Given text -
————

NVIDIA GeForce GTX 1650 Max-Q
The Nvidia GeForce GTX 1650 with Max-Q design is a mobile graphics card that is based on the Turing architecture (TU117 chip). Compared to the faster RTX 2000 GPUs (e.g. RTX 2060), the 1650 integrates no Raytracing or Tensor cores. It is designed for thin and light laptops and about 10-15% slower than a regular GTX 1650 for laptops (depending on the cooling capabilities). According to the specifications, the Max-Q variant clocks 20% slower for the base speed and 27% for the boost speed.
The performance should be slightly faster than the old GeForce GTX 1050 Ti Max-Q.
The Turing generation did not only introduce raytracing for the RTX cards, but also optimized the architecture of the cores and caches. According to Nvidia the CUDA cores offer now a concurrent execution of floating point and integer operations for increased performance in compute-heavy workloads of modern games. Furthermore, the caches were reworked (new unified memory architecture with twice the cache compared to Pascal). This leads to 50% more instructions per clock and a 40% more power efficient usage compared to Pascal.

————

Supplied data -
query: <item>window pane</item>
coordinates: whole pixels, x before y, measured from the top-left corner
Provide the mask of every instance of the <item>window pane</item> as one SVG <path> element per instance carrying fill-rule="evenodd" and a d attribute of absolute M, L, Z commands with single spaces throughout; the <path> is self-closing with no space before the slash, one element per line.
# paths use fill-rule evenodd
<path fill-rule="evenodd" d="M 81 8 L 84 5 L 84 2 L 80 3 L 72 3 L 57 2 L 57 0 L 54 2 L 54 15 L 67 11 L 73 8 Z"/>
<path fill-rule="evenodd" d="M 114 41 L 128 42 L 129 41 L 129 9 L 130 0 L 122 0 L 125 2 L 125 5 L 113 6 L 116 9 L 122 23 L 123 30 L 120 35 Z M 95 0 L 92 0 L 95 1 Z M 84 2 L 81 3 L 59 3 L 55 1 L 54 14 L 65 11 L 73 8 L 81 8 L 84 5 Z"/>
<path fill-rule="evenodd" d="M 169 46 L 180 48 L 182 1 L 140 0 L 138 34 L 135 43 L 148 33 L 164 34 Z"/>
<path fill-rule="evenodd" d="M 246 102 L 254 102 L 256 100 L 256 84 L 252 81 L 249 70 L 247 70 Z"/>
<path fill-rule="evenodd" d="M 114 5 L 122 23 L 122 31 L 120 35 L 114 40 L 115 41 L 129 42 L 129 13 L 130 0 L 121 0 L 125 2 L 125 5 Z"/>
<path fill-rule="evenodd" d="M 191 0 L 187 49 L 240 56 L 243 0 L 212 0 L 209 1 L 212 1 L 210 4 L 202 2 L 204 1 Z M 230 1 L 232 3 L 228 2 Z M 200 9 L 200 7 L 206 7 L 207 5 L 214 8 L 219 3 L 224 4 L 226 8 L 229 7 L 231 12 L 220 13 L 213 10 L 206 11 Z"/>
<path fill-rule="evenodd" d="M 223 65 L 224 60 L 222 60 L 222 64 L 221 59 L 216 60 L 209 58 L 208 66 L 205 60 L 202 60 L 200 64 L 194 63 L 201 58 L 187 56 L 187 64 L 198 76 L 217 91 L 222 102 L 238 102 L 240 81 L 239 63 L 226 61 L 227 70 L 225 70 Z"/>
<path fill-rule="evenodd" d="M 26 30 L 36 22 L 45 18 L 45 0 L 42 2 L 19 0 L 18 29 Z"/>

————

Aim -
Continue the description of the GeForce GTX 1650 Max-Q graphics card, before the data, starting after its final sentence.

Output of the task -
Compared to the bigger Turing chips (like the TU116 of the GTX 1660 Ti and the RTX lineup), the TU117 does not include the new NVENC encoder but an older one similar to the one used in Pascal and Volta.
Nvidia specifies a power consumption of 35 Watt TGP (Total Graphics Power) and therefore 15 Watts lower than a normal (Max-P) 1650 for laptops. Therefore, the Max-Q variant is well suited for thin and light laptops. The TU117 chip is manufactured in 12nm FFN at TSMC.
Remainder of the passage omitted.